▶ _SOURCE EXCERPT_
Begin
Re: MultiXact\SLRU buffers configuration

From: Tomas Vondra <tomas(dot)vondra(at)2ndquadrant(dot)com>
To: Andrey Borodin <x4mmm(at)yandex-team(dot)ru>
Cc: Alexander Korotkov <aekorotkov(at)gmail(dot)com>, Anastasia Lubennikova <a(dot)lubennikova(at)postgrespro(dot)ru>, Daniel Gustafsson <daniel(at)yesql(dot)se>, Kyotaro Horiguchi <horikyota(dot)ntt(at)gmail(dot)com>, pgsql-hackers <pgsql-hackers(at)postgresql(dot)org>
Subject: Re: MultiXact\SLRU buffers configuration
Date: 2020-10-28 23:32:43
Message-ID: 20201028233243.ygm6yqlynkqpzekr@development
Views: Raw Message | Whole Thread | Download mbox | Resend email
Thread:
Lists: pgsql-hackers

Hi,

On Wed, Oct 28, 2020 at 12:34:58PM +0500, Andrey Borodin wrote:
>Tomas, thanks for looking into this!
>
>> 28 окт. 2020 г., в 06:36, Tomas Vondra <tomas(dot)vondra(at)2ndquadrant(dot)com> написал(а):
>>
>>
>> This thread started with a discussion about making the SLRU sizes
>> configurable, but this patch version only adds a local cache. Does this
>> achieve the same goal, or would we still gain something by having GUCs
>> for the SLRUs?
>>
>> If we're claiming this improves performance, it'd be good to have some
>> workload demonstrating that and measurements. I don't see anything like
>> that in this thread, so it's a bit hand-wavy. Can someone share details
>> of such workload (even synthetic one) and some basic measurements?
>
>All patches in this thread aim at the same goal: improve performance in presence of MultiXact locks contention.
>I could not build synthetical reproduction of the problem, however I did some MultiXact stressing here [0]. It's a clumsy test program, because it still is not clear to me which parameters of workload trigger MultiXact locks contention. In generic case I was encountering other locks like *GenLock: XidGenLock, MultixactGenLock etc. Yet our production system encounters this problem approximately once in a month through this year.
>
>Test program locks for share different set of tuples in presence of concurrent full scans.
>To produce a set of locks we choose one of 14 bits. If a row number has this bit set to 0 we add lock it.
>I've been measuring time to lock all rows 3 time for each of 14 bits, observing total time to set all locks.
End
▶ _ENTRIES PROVIDED_
Begin
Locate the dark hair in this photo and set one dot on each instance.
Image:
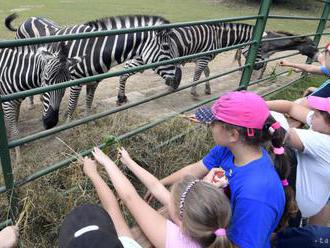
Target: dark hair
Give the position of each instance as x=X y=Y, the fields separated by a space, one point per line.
x=283 y=169
x=281 y=162
x=207 y=208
End
▶ _YOUR GOAL_
Condense the paragraph of the mailing-list reply that begins "I could not build synthetical reproduction" into a bulleted list that keeps its main facts. The data that accompanies the text has no connection to it.

▶ _RESULT_
- No synthetic reproduction of the problem could be built, though some MultiXact stress testing was done (reference [0]).
- The test program is clumsy because it is still unclear which workload parameters trigger MultiXact lock contention.
- In the generic case, other locks appeared instead, such as *GenLock locks (XidGenLock, MultixactGenLock, etc.).
- The production system has nonetheless hit this problem about once a month throughout the year.